**Exercise input:**
#####

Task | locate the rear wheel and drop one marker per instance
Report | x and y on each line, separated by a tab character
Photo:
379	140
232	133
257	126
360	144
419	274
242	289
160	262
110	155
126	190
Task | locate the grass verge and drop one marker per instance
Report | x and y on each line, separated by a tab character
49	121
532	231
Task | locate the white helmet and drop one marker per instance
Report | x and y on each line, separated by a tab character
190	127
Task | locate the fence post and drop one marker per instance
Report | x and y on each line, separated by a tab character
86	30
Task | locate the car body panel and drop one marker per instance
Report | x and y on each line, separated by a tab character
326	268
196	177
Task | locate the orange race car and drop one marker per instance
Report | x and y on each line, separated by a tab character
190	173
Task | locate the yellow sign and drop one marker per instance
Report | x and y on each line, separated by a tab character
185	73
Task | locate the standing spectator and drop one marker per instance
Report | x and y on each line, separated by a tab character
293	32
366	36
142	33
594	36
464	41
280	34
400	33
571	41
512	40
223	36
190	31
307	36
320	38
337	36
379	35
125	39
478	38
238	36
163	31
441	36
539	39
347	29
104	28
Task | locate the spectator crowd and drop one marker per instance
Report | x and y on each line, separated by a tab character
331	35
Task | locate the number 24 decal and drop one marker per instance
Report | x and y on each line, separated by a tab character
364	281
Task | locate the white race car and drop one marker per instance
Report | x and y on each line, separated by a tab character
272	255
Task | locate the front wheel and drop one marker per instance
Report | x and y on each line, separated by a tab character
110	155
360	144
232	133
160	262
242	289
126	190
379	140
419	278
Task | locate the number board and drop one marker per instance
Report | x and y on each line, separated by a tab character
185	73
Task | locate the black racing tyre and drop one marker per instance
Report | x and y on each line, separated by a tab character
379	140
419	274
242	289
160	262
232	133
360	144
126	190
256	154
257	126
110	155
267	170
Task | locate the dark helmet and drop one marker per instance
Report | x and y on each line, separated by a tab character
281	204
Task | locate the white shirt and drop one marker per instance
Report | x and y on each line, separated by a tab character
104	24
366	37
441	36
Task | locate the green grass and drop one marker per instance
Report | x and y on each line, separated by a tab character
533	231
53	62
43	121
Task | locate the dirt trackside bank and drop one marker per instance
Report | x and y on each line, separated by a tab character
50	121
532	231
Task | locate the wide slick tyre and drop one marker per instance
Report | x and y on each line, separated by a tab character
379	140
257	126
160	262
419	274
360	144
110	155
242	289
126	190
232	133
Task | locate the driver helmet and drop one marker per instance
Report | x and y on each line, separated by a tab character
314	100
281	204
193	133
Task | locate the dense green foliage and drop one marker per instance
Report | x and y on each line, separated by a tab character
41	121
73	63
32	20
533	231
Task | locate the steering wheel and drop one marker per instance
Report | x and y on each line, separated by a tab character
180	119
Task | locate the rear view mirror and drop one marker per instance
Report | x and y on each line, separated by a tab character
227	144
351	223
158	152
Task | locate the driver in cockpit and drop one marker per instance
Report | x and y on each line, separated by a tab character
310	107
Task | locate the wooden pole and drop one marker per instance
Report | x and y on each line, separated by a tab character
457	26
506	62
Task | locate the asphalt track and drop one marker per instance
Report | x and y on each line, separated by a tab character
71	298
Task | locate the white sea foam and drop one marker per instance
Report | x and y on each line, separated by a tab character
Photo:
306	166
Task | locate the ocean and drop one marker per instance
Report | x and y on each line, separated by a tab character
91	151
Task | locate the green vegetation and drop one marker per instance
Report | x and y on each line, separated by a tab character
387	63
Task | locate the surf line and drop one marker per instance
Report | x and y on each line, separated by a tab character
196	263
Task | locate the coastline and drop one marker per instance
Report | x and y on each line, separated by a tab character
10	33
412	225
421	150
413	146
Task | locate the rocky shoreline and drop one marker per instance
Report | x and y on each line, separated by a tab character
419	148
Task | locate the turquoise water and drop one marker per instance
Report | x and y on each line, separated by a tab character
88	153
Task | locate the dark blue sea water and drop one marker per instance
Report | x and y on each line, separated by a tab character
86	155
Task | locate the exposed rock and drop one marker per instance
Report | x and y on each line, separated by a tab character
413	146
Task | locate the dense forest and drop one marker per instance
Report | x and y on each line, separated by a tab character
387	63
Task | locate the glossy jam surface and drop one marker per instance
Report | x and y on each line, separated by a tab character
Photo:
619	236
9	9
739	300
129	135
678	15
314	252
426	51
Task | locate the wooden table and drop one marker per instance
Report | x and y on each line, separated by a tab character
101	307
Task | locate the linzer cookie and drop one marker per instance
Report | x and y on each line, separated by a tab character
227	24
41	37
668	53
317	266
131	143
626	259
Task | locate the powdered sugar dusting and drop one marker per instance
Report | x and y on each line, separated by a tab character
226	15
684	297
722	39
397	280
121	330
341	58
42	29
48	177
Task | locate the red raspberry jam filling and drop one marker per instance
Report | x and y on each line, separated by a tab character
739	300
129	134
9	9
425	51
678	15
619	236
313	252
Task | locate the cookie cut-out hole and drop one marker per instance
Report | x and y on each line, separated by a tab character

#####

**What this task involves:** From the data above, copy out every line with the string "wooden" in it.

**Problem solution:**
Task | locate the wooden pole and drop one marker per instance
Task | locate the wooden table and drop one marker per instance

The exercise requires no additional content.